## START INPUT ROWS
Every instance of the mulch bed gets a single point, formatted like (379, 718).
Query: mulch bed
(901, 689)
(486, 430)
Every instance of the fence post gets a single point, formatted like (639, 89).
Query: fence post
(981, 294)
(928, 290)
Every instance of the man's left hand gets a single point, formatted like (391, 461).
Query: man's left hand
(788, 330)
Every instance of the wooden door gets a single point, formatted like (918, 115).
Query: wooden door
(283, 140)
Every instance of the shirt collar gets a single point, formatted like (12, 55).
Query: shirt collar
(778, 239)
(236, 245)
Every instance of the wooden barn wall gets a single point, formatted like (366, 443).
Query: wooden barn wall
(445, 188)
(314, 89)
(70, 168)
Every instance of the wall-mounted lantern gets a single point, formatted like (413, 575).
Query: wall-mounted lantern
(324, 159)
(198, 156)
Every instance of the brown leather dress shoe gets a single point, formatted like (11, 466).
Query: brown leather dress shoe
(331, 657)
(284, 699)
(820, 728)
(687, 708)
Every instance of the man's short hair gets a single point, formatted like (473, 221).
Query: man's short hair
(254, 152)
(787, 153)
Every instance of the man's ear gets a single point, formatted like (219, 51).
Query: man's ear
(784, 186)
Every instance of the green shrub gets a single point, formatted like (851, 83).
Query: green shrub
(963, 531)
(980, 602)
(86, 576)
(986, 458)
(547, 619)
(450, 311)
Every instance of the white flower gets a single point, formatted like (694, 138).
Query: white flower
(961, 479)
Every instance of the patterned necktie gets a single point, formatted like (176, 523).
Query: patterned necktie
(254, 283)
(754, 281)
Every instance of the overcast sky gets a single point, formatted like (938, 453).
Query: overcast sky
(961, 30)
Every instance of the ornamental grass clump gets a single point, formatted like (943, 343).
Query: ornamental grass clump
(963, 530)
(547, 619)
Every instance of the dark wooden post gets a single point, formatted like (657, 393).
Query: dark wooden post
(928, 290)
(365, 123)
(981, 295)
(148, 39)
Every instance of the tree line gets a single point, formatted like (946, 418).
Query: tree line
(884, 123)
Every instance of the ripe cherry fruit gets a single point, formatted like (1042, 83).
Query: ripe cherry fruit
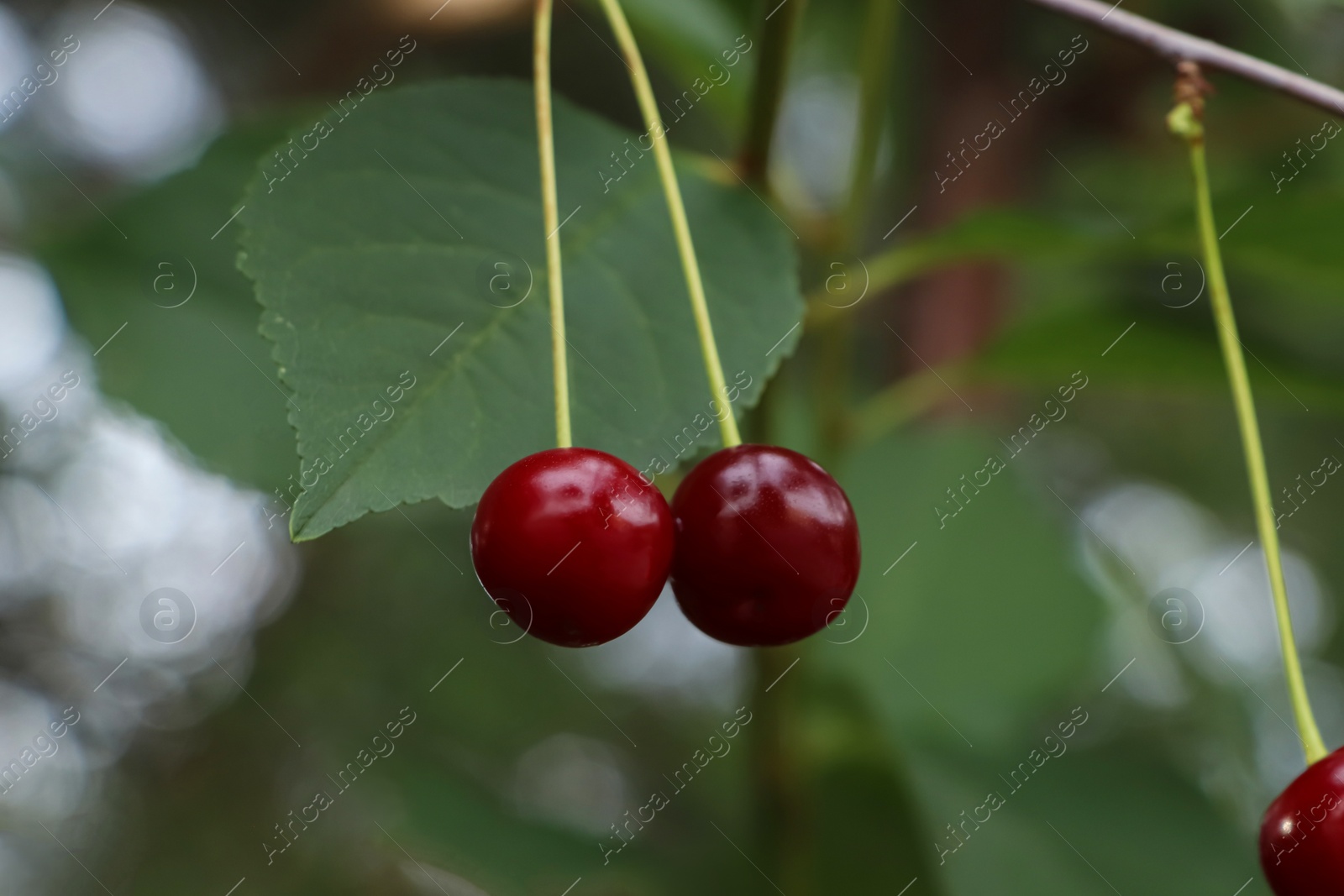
(1303, 833)
(573, 544)
(766, 546)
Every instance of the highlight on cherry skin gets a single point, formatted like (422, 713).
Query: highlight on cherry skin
(766, 546)
(575, 544)
(1303, 833)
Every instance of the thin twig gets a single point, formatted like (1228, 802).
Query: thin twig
(550, 211)
(1184, 123)
(1178, 46)
(676, 208)
(777, 34)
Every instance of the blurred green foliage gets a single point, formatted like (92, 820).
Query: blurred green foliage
(984, 633)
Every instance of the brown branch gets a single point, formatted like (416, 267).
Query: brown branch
(1178, 46)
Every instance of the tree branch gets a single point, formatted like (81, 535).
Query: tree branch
(1178, 46)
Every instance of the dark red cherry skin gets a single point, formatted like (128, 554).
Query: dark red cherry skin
(1303, 833)
(575, 544)
(766, 546)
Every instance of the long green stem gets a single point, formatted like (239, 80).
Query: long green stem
(777, 33)
(551, 219)
(1184, 123)
(682, 230)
## END INPUT ROWS
### OBJECTIVE
Copy the material above in full and exactly, skipping pictures.

### SOLUTION FOR THIS TASK
Every instance of the mulch bed gets a single point, formatted like (379, 718).
Query: mulch bed
(901, 689)
(486, 430)
Every instance of the fence post gets a single point, formatted like (639, 89).
Query: fence post
(981, 294)
(928, 290)
Every instance of the man's left hand gets a single point, formatted like (391, 461).
Query: man's left hand
(788, 330)
Every instance of the wooden door gets a single point, formatted like (918, 115).
Query: wooden door
(283, 140)
Every instance of the shirt collar gets a single point, formatted like (12, 55).
Query: shirt collar
(778, 239)
(236, 245)
Every instance of the wooden barn wall gets a single point, formatted like (366, 443).
Query: wooden barn wall
(445, 188)
(314, 89)
(70, 168)
Every instance of the wall-mounted lantern gets a single point, formatted like (413, 575).
Query: wall-mounted lantern
(324, 159)
(198, 156)
Every instance of the brown leather dress shoe gets a single point, formatted like (11, 466).
Query: brown leather dress shoe
(331, 657)
(284, 699)
(820, 728)
(687, 708)
Every instance of the man's short hair gets a single point, formatted like (473, 221).
Query: man's short hair
(254, 152)
(787, 153)
Every instance of the man's ear gets a single point, formatted like (219, 51).
Query: man's ear
(784, 186)
Every instance of the green shrub gets a single point, formatted like (851, 83).
Query: green shrub
(963, 531)
(980, 602)
(86, 576)
(986, 458)
(547, 619)
(450, 311)
Every instance of the white flower gets a single point, formatted like (694, 138).
Query: white flower
(961, 479)
Every instance of the patterned necktie gets a single point, formatted like (176, 523).
Query: patterned necktie
(254, 283)
(754, 281)
Every instance of the overcast sky gets a single point, formatted like (938, 453).
Query: overcast sky
(961, 30)
Every instance of the ornamental grass clump gets a single point, formatted like (943, 343).
Query: ornamental grass clump
(963, 530)
(547, 619)
Every instance of the dark wooden post gets a single point, formatted like (657, 393).
Query: dark wooden post
(928, 290)
(365, 123)
(981, 295)
(148, 39)
Every instance of the tree line gets a single point, formatted like (946, 418).
Query: tree line
(884, 123)
Every instance of the ripe cherry fruit gets a single point, formatted like (1042, 83).
Query: ripe cherry fruit
(1303, 833)
(573, 544)
(766, 546)
Every instance of the highlight on cherry skin gets a single point, formatted like (422, 713).
Query: highlight on cherry skin
(766, 546)
(575, 544)
(1303, 833)
Every instance of the thin twig gets a single point, formatted like (1228, 802).
Query: thin twig
(550, 211)
(1184, 123)
(1178, 46)
(676, 208)
(777, 34)
Every instance of the blurred green foliage gets a single point, formatted like (92, 820).
Query: blurred green foliage
(984, 633)
Every instance of the brown branch gets a single point, formatted like (416, 267).
Query: brown branch
(1178, 46)
Every instance of the tree branch gets a single point, formatted like (81, 535).
Query: tree branch
(1178, 46)
Every instance of the dark red cherry skin gets a single point, formatted like (128, 554).
Query: dark red cherry skin
(1303, 833)
(575, 544)
(766, 546)
Every instance of the long green stem gets a single point, formatted like (239, 80).
Query: long green stem
(777, 33)
(551, 219)
(1184, 123)
(682, 230)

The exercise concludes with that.